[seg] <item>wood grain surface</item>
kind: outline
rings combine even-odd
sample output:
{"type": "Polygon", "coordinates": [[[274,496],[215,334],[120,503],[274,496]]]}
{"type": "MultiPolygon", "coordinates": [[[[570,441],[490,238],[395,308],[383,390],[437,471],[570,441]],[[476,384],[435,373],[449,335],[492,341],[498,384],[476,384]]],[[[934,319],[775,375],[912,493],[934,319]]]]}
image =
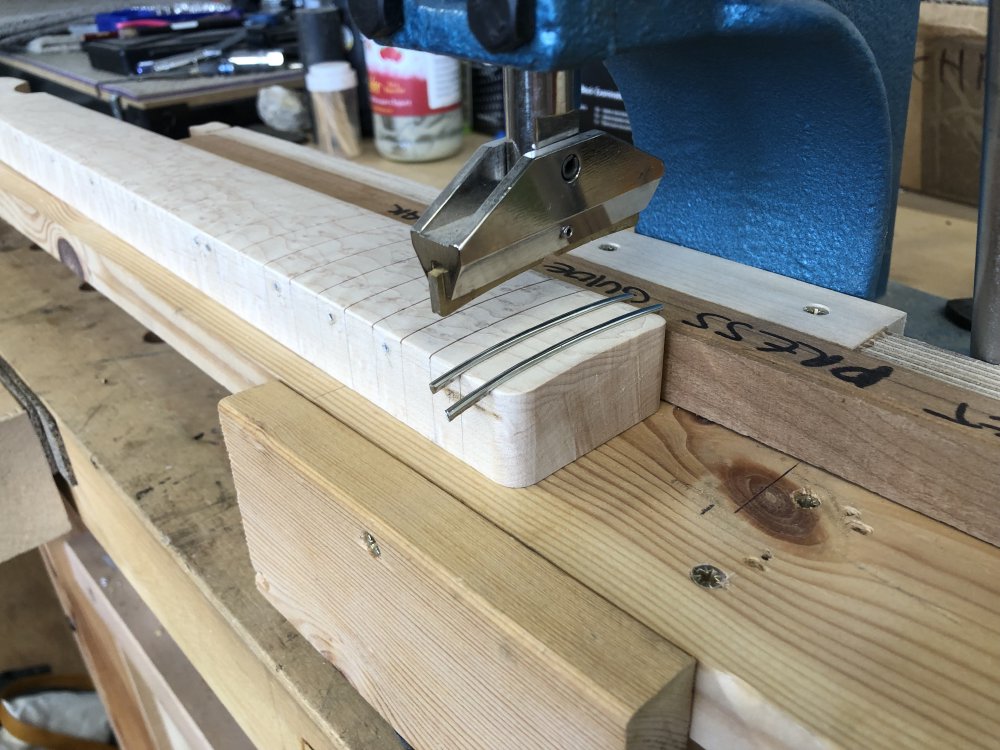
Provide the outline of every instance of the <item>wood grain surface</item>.
{"type": "Polygon", "coordinates": [[[250,750],[250,740],[94,537],[79,532],[62,544],[77,589],[121,653],[147,726],[156,728],[157,748],[250,750]]]}
{"type": "Polygon", "coordinates": [[[226,392],[46,253],[0,254],[0,268],[0,355],[56,416],[87,528],[254,744],[398,750],[257,592],[218,426],[226,392]]]}
{"type": "Polygon", "coordinates": [[[0,160],[494,481],[535,482],[655,410],[663,322],[647,315],[449,421],[494,375],[630,308],[560,323],[432,394],[472,354],[602,295],[522,275],[441,319],[394,219],[13,83],[0,82],[0,160]]]}
{"type": "Polygon", "coordinates": [[[258,587],[414,746],[687,746],[686,654],[287,387],[220,411],[258,587]]]}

_EXERCISE REQUIREMENTS_
Every line of the data should be copied as it stands, without the images.

_RESPONSE BOX_
[seg] <item>wood grain surface</item>
kind: outline
rings combine even-odd
sample output:
{"type": "Polygon", "coordinates": [[[274,496],[215,334],[120,503],[274,496]]]}
{"type": "MultiPolygon", "coordinates": [[[[570,441],[490,238],[395,308],[383,390],[437,471],[570,441]],[[476,384],[435,373],[449,335],[492,341],[498,384],[476,384]]],[[[934,319],[775,375],[912,493],[934,319]]]]}
image =
Provide the outline of every instance of the <item>wood grain surface</item>.
{"type": "Polygon", "coordinates": [[[250,750],[250,740],[94,537],[79,532],[62,544],[77,589],[121,653],[147,726],[156,728],[157,748],[250,750]]]}
{"type": "Polygon", "coordinates": [[[226,392],[46,253],[0,254],[0,268],[0,355],[56,416],[87,528],[254,744],[398,750],[257,592],[218,426],[226,392]]]}
{"type": "Polygon", "coordinates": [[[0,160],[494,481],[535,482],[655,410],[663,322],[647,315],[449,421],[494,375],[630,308],[560,323],[432,394],[472,354],[602,295],[522,275],[441,319],[394,219],[13,83],[0,82],[0,160]]]}
{"type": "Polygon", "coordinates": [[[258,587],[414,746],[687,746],[686,654],[287,387],[220,411],[258,587]]]}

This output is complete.